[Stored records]

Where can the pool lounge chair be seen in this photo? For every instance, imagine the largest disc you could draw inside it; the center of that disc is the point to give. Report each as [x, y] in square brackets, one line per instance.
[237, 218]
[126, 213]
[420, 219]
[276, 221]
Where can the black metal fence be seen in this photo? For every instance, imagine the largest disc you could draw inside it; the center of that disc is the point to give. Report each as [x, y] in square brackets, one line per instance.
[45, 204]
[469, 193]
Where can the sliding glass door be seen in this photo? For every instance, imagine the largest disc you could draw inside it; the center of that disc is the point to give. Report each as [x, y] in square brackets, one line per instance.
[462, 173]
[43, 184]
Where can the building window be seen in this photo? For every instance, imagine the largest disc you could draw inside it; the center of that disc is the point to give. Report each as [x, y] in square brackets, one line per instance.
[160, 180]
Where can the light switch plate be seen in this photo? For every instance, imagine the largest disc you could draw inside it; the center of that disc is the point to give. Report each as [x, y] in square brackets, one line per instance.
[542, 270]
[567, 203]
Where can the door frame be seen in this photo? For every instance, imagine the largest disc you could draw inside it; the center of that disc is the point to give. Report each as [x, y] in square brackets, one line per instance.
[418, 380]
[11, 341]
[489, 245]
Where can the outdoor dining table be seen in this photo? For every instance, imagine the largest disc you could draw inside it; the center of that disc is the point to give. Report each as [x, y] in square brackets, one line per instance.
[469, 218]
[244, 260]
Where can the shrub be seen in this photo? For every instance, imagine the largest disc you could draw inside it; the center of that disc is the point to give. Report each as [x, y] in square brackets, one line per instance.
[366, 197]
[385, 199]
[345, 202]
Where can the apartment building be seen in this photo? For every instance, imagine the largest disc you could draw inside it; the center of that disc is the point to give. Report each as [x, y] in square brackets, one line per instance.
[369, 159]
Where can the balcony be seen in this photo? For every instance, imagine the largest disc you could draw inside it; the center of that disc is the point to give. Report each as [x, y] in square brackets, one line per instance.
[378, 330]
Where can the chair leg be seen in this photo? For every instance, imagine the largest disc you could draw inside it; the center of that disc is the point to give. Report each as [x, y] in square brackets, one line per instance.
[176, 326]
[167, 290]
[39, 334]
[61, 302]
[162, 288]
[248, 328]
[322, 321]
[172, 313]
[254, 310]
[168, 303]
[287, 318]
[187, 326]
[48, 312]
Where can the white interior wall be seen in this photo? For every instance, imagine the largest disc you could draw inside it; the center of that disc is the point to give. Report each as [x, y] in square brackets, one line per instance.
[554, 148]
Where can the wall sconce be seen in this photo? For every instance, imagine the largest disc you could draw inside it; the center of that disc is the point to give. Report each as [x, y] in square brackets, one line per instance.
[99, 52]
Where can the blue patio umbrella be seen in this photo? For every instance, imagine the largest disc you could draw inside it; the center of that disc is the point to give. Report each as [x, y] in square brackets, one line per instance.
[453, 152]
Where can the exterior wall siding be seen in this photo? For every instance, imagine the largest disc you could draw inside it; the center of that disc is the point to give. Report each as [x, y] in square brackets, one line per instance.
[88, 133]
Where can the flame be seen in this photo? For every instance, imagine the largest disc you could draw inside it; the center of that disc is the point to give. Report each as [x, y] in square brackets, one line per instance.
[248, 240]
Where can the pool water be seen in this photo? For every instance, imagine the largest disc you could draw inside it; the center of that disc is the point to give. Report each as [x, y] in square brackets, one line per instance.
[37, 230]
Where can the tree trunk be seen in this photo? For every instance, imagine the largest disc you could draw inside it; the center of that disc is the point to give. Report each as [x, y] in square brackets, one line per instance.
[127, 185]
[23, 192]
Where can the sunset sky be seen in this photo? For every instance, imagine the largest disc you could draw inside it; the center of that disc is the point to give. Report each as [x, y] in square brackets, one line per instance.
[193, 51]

TASK - Write the material out again in its entirety, exactly as shown.

SOLUTION TO THIS PROBLEM -
Where can the pool lounge chair be seen in this photo? For every instance, imagine the largest disc you could draw inside it; the center of that disc is the point to give. Report each as [x, y] in square brackets, one line per instance.
[237, 218]
[126, 213]
[420, 219]
[276, 221]
Where can the black metal fence be seen in this photo? For every instance, imagine the largest disc you could draw inside it; the center of that disc is the point to give. Report each as [x, y] in square brackets, one line per instance.
[45, 204]
[469, 193]
Where can the sliding glass door be seen in this photo? For every instance, imagine the largest disc you could draw inside it; the center of that disc is the point to give. Report each as [x, y] in square brackets, one line per instance.
[462, 173]
[43, 184]
Where can the building window be seen in this photo? For every instance, imagine the largest disc you could draw inside it; the center of that disc is the point to give. Report each as [x, y] in square brackets, one line per instance.
[160, 180]
Where can the light switch plate be seen in this photo? For every instance, imagine the largest disc you could draw inside it; the center of that disc is the point to give. Report each as [x, y] in square brackets, one line per instance.
[542, 270]
[567, 203]
Where can the door frame be seen in this photo? For every instance, imagine the largest disc you could draw inside it; the center of that disc is the point to give. Report each as [x, y] in square brackets, one line per instance.
[418, 380]
[11, 341]
[489, 245]
Where can the outdoor dining table be seen in this photo? For every instance, imagine the largest disc you could draw inside it; the center of that disc is the point to give. Report each as [x, y] in square brackets, one line per instance.
[469, 218]
[244, 260]
Where can the shrub be seen in this photo? For every instance, imagine the largest disc you could draw inside it; the center of that disc is the point to give. Report each as [x, y] in square brackets, one line per instance.
[366, 197]
[385, 199]
[345, 202]
Where can the apartment building be seen in this photo? For every instance, imagine the largest disc you could draw inside it; the center of that disc is the point to give. Report each as [x, y] in square brackets, one line per instance.
[369, 159]
Where can the balcony be seen in this photo? For every instance, imagine the largest disc you could draw inside it; the center of that disc is the point to give. Report each as [x, y] in square brackets, one line per instance.
[378, 330]
Where can the chair leg be seen in this photo? For every instance, imagine the largest disc you could draw inside it; the center of that disc is the point to give. Report each as [x, y] in square brackets, one line per instance.
[176, 326]
[167, 290]
[39, 334]
[61, 302]
[162, 288]
[248, 328]
[322, 321]
[172, 313]
[254, 310]
[168, 303]
[287, 318]
[187, 326]
[48, 312]
Where can the white interior wall be seen in this photo? For every instance, imagine the largest disc you could draw inside it; the center of that disc is the point to give. Report each as [x, y] in square brackets, one line per instance.
[554, 148]
Where can the wall sconce be seen in this photo? For every instance, imagine the largest disc you could draw inside it; the center of that disc is the point to give. Report each as [x, y] in square brackets, one line per instance.
[99, 52]
Where can the blue patio umbrella be seen in this photo? For every instance, imagine the largest disc you could draw inside it; the center of that disc is the point to give. Report each as [x, y] in square brackets, one line per instance.
[453, 152]
Where can the exterior wall siding be seen in this photo? For every instance, imagine the largest disc you could draw inside it; the center of that disc is the point to give. Report each as [x, y] in square brackets, one line per instance.
[88, 133]
Where can the flame be seen in this photo? For every instance, imagine the largest disc you could draw inside it; the center of that disc is the point to give. Report each as [x, y] in square brackets, one line per instance.
[248, 240]
Where can the pool water be seen in this photo? For every instance, imagine the largest disc you could draw inside it; the center of that disc is the point to give. Report each as [x, y] in square brackets, one line per instance.
[37, 230]
Where can the tree trunk be seen in this photo? For every instance, imagine the largest disc you could draw inside it; the center of that disc is the point to give. Report each as [x, y] in square brackets, one line per instance.
[127, 185]
[23, 192]
Where can the sunset sky be seen in this photo? For every instance, imagine the largest disc you could draw inside it; the center of that disc is the point to give. Report each as [x, y] in square brackets, one line per instance.
[193, 51]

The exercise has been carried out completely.